Task instructions:
Retype each of the following items word for word, leaving every line unchanged.

[Entries drawn from a collection]
-=-=-=-=-
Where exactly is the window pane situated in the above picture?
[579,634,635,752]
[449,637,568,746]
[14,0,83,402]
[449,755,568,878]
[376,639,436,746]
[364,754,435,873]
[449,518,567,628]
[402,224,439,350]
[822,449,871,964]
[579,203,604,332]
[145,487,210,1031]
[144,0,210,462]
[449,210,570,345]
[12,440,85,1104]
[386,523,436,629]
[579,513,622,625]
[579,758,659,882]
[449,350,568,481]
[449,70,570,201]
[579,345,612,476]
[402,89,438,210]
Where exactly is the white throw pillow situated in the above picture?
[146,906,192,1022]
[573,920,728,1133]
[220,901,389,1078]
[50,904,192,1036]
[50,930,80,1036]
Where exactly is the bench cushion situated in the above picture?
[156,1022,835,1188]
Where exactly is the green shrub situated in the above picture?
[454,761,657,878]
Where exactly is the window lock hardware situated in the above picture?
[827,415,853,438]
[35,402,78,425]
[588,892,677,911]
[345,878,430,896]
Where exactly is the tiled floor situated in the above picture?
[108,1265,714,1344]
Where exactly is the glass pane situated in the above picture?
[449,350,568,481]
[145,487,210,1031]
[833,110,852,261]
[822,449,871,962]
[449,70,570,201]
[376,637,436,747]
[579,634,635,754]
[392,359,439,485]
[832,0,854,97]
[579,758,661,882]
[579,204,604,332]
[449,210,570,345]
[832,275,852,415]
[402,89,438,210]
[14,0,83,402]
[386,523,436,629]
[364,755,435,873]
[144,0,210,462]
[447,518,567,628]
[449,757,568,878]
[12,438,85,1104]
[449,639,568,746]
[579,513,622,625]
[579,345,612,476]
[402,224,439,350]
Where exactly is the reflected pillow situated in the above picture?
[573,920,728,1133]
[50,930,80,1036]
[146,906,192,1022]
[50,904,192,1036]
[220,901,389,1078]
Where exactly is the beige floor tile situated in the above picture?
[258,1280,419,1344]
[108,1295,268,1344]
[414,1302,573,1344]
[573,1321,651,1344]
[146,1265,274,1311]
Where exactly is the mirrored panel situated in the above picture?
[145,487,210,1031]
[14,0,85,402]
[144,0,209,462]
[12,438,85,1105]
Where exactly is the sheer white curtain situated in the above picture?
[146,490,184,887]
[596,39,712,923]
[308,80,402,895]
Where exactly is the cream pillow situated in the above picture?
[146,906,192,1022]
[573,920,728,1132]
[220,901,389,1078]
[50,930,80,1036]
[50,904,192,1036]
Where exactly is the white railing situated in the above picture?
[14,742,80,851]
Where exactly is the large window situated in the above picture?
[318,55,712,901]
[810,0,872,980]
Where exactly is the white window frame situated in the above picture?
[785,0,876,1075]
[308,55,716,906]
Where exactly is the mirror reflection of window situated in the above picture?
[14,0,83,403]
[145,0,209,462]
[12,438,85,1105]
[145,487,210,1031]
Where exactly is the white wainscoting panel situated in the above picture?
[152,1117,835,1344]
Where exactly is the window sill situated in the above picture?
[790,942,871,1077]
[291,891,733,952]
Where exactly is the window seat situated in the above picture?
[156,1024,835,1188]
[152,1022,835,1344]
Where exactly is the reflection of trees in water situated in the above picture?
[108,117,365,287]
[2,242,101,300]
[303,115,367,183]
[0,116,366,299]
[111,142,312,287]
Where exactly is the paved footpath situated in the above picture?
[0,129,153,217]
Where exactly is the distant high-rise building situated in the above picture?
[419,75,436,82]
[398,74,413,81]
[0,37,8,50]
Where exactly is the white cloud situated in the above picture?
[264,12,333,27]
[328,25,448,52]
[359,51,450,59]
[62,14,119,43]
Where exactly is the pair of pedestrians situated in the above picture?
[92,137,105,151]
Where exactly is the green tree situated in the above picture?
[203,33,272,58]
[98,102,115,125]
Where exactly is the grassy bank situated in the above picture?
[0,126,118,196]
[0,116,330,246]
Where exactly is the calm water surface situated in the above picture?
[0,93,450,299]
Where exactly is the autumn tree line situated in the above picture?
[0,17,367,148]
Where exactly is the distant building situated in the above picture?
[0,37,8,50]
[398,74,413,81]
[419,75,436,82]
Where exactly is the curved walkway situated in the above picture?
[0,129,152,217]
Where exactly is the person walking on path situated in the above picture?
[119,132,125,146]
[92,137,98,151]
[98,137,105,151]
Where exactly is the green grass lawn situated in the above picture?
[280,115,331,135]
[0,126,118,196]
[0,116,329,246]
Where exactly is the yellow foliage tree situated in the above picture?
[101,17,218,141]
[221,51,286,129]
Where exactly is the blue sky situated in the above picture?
-=-=-=-=-
Task output:
Where exactly is the window pane situated in the above picture?
[579,634,635,752]
[449,637,568,746]
[14,0,83,402]
[449,755,568,878]
[376,639,436,746]
[364,754,435,873]
[449,518,567,628]
[402,224,439,350]
[822,449,871,964]
[579,203,604,332]
[145,487,210,1031]
[144,0,210,462]
[449,210,570,345]
[12,440,85,1104]
[386,523,436,629]
[579,513,622,625]
[579,758,659,882]
[449,350,568,481]
[449,70,570,201]
[579,345,612,476]
[402,89,438,210]
Where exactly is the white throw pillow situated in the above picture?
[146,906,192,1022]
[573,920,728,1133]
[220,901,389,1078]
[50,904,192,1036]
[50,930,80,1036]
Where exactly is the bench cushion situated in the above picture?
[156,1022,835,1188]
Where exactly is the green shrub situated in the above picture?
[454,761,657,878]
Where exactly is the window lock hardware situated in the above picture?
[827,415,853,438]
[35,402,78,425]
[588,892,677,911]
[345,878,430,896]
Where exactly is the tiled floor situated in the above picture?
[108,1265,714,1344]
Where exactly is the glass pane situated in the above picture?
[449,350,568,481]
[145,487,210,1031]
[833,110,852,261]
[822,449,871,962]
[449,70,570,201]
[376,637,436,747]
[579,634,635,754]
[392,359,439,485]
[832,0,854,97]
[579,758,661,882]
[579,204,604,332]
[449,210,570,345]
[832,275,852,415]
[402,89,438,210]
[14,0,83,402]
[386,523,436,629]
[364,755,435,873]
[144,0,210,462]
[447,518,567,628]
[449,757,568,878]
[12,438,85,1104]
[449,639,568,746]
[579,513,622,625]
[579,345,612,476]
[402,224,439,350]
Where exactly is the reflected pillow situated in the above picture?
[573,920,728,1133]
[50,930,80,1036]
[146,906,192,1022]
[50,904,192,1036]
[220,901,389,1078]
Where exactly is the beige floor tile situated in the above picture?
[258,1280,419,1344]
[108,1295,268,1344]
[414,1302,573,1344]
[573,1321,651,1344]
[146,1265,274,1311]
Where exactly is the mirrored panel situated in the above picture?
[145,487,210,1031]
[14,0,85,402]
[144,0,209,462]
[12,438,85,1105]
Where exactly is the sheer white curtain situated in the above picture?
[146,490,184,887]
[596,39,712,923]
[308,80,402,895]
Where exactly is the cream pillow situated in the above picture?
[146,906,192,1022]
[573,920,728,1132]
[220,901,389,1078]
[50,930,80,1036]
[50,904,192,1036]
Where exactly is the white railing situated in the above picture?
[14,742,80,851]
Where exactly is the large window situated in the above picture?
[318,55,712,901]
[810,0,872,980]
Where exactly is the white window frame situated in the above picture?
[785,0,876,1075]
[308,55,716,906]
Where exactly is the mirror reflection of window situated in the above picture?
[14,0,83,403]
[145,0,209,462]
[12,438,85,1105]
[145,487,210,1031]
Where exactly is the white wainscoting panel situated in the above picture?
[152,1117,835,1344]
Where exactly is the window sill situated in the above picture?
[790,942,871,1077]
[291,891,733,952]
Where exactly is the window seat situated in the above picture?
[156,1024,835,1188]
[152,1022,835,1344]
Where exactly is the reflection of trees in water situated in the above picture?
[108,117,365,287]
[2,242,101,300]
[303,115,367,183]
[0,116,366,299]
[111,142,312,287]
Where exactly is the paved footpath situated in the above picture?
[0,129,153,217]
Where exactly is the distant high-rise building situated in the above picture?
[419,75,436,82]
[398,74,413,81]
[0,37,8,50]
Where exactly is the white cloud situated in the above picture?
[264,12,333,27]
[328,25,448,52]
[359,51,450,59]
[62,14,119,43]
Where exactly is the pair of pedestrians situated in the above picture?
[92,137,105,151]
Where exactly is the green tree situated in the above picture?
[203,33,272,58]
[98,102,115,125]
Where exactly is the grassy bank situated in the above picture?
[0,126,118,196]
[0,116,330,246]
Where exactly is the calm water surface situated in the above picture?
[0,93,450,299]
Where exactly is the autumn tree line situated in the above picture?
[0,17,367,148]
Where exactly is the distant building situated in the above picture?
[0,37,8,50]
[398,74,413,81]
[419,75,436,82]
Where exactly is the curved walkway situated in the above picture?
[0,129,152,217]
Where exactly is the person walking on path situated in the above picture?
[119,132,125,146]
[92,137,98,151]
[98,137,105,151]
Where exactly is the green grass lawn situated in the above picture?
[280,115,331,135]
[0,126,118,196]
[0,116,329,246]
Where exactly is the yellow foliage tree situated in the above picture?
[101,17,218,141]
[221,51,286,129]
Where exactly is the blue sky situated in the above picture?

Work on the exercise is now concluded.